### What this task involves:
Write out, please, each line from the one containing "of the speckled" to the final line of the data, both included, exactly and without pictures.

━━━ Data in this exercise

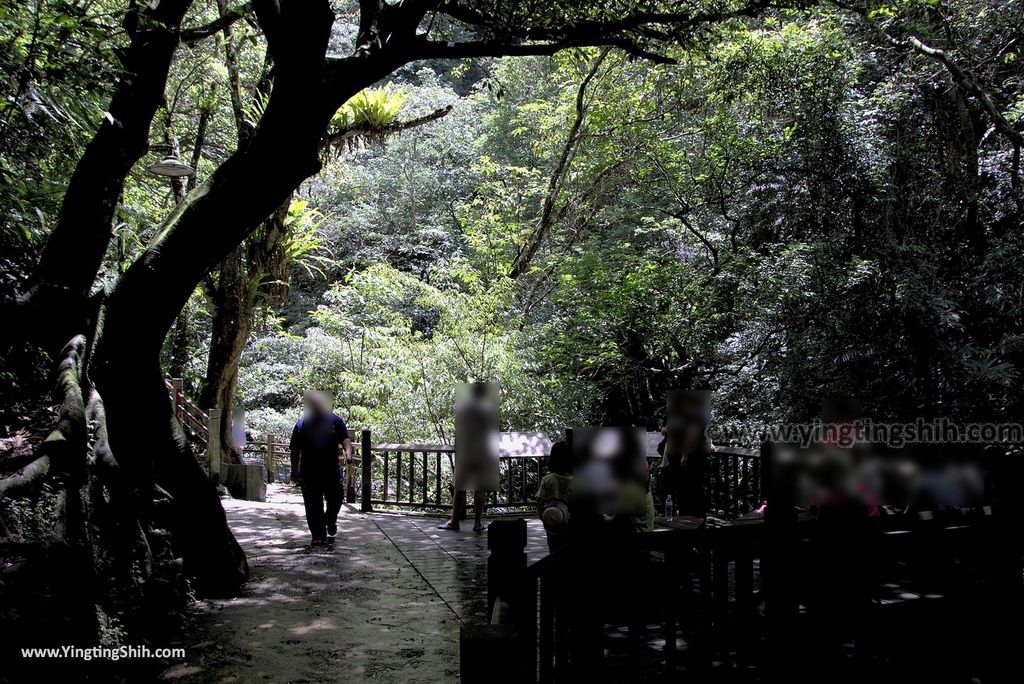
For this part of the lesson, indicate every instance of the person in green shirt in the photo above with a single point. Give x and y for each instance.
(554, 495)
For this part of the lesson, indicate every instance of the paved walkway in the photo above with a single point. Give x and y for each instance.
(384, 603)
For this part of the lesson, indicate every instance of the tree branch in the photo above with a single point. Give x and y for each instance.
(379, 132)
(225, 20)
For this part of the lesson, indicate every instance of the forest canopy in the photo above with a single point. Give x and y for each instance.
(588, 204)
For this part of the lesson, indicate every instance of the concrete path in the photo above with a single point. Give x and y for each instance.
(383, 604)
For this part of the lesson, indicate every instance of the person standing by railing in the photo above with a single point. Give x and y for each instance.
(684, 451)
(320, 443)
(475, 451)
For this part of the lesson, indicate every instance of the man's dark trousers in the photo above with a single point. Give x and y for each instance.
(318, 488)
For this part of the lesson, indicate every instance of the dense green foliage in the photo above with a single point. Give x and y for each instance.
(804, 204)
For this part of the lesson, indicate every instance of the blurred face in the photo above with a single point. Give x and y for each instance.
(316, 403)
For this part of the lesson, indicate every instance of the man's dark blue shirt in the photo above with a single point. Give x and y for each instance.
(316, 438)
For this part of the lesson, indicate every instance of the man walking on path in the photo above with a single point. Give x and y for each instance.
(320, 440)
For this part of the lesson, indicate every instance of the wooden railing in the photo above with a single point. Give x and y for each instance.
(420, 476)
(734, 484)
(194, 420)
(534, 611)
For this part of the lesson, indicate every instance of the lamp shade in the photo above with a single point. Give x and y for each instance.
(172, 167)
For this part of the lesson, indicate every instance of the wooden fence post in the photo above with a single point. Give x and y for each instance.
(268, 460)
(349, 479)
(367, 463)
(510, 601)
(506, 563)
(213, 443)
(177, 385)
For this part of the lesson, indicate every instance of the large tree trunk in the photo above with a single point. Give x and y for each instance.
(232, 302)
(56, 300)
(198, 236)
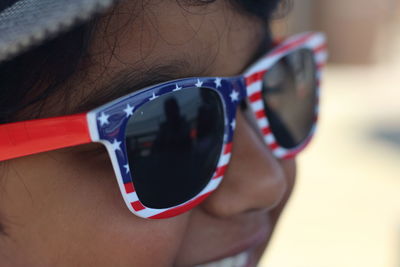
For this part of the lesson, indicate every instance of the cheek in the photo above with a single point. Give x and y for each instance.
(74, 211)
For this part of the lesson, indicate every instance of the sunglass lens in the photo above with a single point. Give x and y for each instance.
(289, 94)
(174, 143)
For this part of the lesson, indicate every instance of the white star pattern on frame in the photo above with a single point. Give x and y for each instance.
(103, 119)
(153, 96)
(126, 166)
(116, 145)
(129, 110)
(177, 88)
(218, 82)
(234, 96)
(233, 124)
(199, 83)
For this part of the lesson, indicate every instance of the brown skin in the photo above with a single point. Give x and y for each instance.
(64, 208)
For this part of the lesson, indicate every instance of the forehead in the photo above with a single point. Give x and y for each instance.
(141, 43)
(209, 37)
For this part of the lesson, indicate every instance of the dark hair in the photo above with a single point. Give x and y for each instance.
(34, 75)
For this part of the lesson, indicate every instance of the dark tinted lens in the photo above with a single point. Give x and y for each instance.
(173, 145)
(289, 93)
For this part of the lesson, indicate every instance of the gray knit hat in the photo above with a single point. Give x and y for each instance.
(24, 23)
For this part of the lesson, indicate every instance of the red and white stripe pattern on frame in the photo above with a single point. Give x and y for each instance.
(254, 78)
(134, 203)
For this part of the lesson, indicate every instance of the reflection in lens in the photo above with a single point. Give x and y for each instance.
(289, 94)
(173, 145)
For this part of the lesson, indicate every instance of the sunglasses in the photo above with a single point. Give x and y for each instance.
(171, 143)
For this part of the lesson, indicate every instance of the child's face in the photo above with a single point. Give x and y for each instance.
(64, 208)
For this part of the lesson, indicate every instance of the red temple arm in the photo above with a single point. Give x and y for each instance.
(29, 137)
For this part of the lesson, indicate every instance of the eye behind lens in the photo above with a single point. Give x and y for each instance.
(289, 96)
(173, 145)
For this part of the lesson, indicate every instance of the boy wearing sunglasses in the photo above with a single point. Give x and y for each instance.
(183, 108)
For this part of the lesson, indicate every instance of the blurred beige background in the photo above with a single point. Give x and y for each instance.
(345, 210)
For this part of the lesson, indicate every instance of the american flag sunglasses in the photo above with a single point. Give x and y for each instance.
(171, 143)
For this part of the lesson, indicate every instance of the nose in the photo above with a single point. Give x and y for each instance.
(254, 180)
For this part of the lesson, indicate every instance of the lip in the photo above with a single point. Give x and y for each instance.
(250, 245)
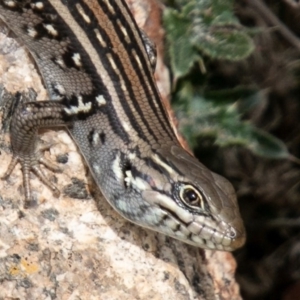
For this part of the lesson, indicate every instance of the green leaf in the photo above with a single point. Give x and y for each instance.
(200, 117)
(204, 27)
(182, 53)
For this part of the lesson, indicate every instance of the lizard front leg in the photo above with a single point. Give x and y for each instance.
(26, 121)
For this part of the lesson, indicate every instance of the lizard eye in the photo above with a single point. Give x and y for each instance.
(191, 197)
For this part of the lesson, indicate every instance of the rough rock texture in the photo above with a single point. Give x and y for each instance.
(76, 246)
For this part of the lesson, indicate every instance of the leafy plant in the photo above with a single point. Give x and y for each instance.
(203, 30)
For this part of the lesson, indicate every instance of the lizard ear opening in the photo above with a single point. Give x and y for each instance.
(127, 174)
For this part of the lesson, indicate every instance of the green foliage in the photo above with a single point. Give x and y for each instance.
(204, 27)
(221, 119)
(196, 31)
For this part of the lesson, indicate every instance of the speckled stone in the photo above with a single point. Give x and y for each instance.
(75, 247)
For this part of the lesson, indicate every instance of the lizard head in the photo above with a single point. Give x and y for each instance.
(175, 194)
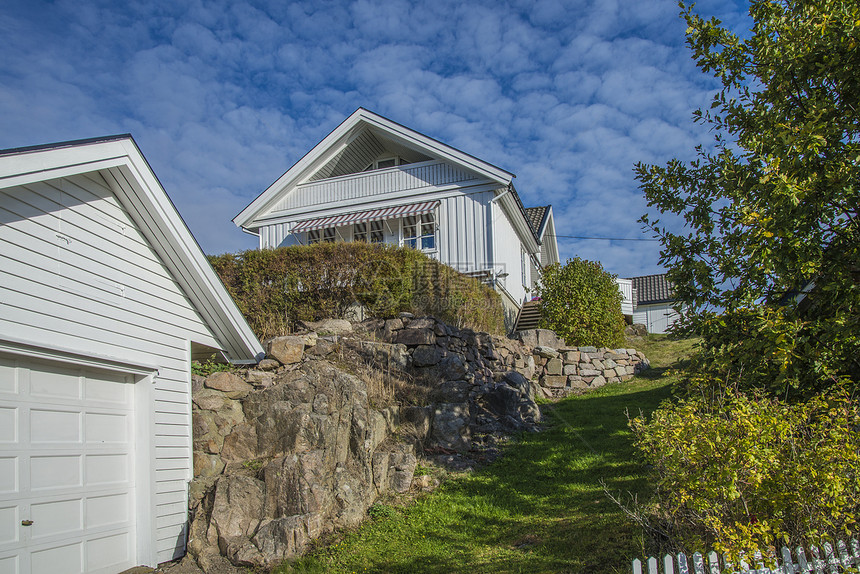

━━━━━━

### Written solution:
For this part of the lesson, indicate every instance of the speckled stone in the photo above with a single point. Give x and y for each instance.
(75, 247)
For this part of the lesson, indicate every instance of the lizard head in the photo above with a single point. Give x and y for each instance.
(175, 194)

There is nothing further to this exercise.